───── Reading passage ─────
Malawi will in May be one of the three countries in southern Africa to start testing an HIV vaccine as part of the urgent global effort to find a cure for HIV/Aids..
The experimental vaccine called MRKAd5-HIV-1 gag will be put on trial for the first time in Malawi to see if it can fight HIV-1, a strain that has affected about a million people in the country and reduced life expectancy from 56 years to 37 years.
Study Coordinator and Investigator of Record at John Hopkins Project in Blantyre, Dr Jane Mallewa, said the vaccine will be put on trial in three phases.
“The objective will be to first find out the safety of the vaccine and its immunogenicity—to see if it can cause the body to mount an immune response—and its efficacy to see if it is effective in protecting against acquisition of HIV,” she said.
Mallewa said the first phase will have 435 participants worldwide and Malawi will get between 40-44 participants to enrol in the first phase.
“We are asking for volunteers, who are HIV negative and have no history of any chronic disease like diabetes,” she said.
Mallewa said the volunteers are expected to be at low risk of naturally acquiring HIV infection, able to consent freely, be able to use acceptable contraceptives for the first year of the study and be able to commit to a five-year follow-up.
“We expect the volunteers to be able not to move out of the country for the first five years,” she said.
The study will be done in three stages. The first one, according to Dr Mallewa, will be a low dosage of vaccine versus placebo—a substance with no physical effect. Stage two will have fresh participants and a high dosage will be given and the final stage will have both the low and high dose and placebo.
───── Data records ─────
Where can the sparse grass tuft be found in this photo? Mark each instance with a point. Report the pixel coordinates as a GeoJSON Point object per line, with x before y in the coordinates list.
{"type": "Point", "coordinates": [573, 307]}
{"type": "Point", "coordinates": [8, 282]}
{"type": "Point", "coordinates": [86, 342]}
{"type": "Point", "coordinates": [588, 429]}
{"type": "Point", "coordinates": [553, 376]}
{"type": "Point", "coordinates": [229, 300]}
─────
**Task 1**
According to the HIV vaccine article, how many participants will Malawi enroll in the first phase?
**Task 2**
Pick up the HIV vaccine article after its final sentence and continue writing it.

**Expected output 1**
Between 40 and 44 participants.

**Expected output 2**
The doctor said the first pilot tests were done in the USA on humans in which low and high dosages were used and resulted in no long or short term side effects.
Dr Newton Kumwenda, Field director of the project, said in all these pilot tests in the USA, the drug was found to be safe for humans.
“Now the advantages for Malawi to get involved in the research trials are that Malawi will have the priority of getting the vaccine earlier than other countries that are not participating if the vaccine proves to be effective at preventing HIV infection,” Dr Kumwenda said.
Dr Mallewa explained research of vaccines can take 50 years “but in this case because of the urgency we are looking at 15 to 20 years because all products are being tested at once.”
The research has been made possible by the National Institute of Health of USA through the HIV Vaccine Trial Network (HVTN).
Since the first Aids case was reported in 1985, the social consequences of HIV/Aids in Malawi have been enormous.
Latest National Aids Commission figures show that Aids has left 400,000 orphans, with 15 percent of persons between 15 and 49 years old HIV positive which has created child-headed households and weakened support structures for the very young and the elderly.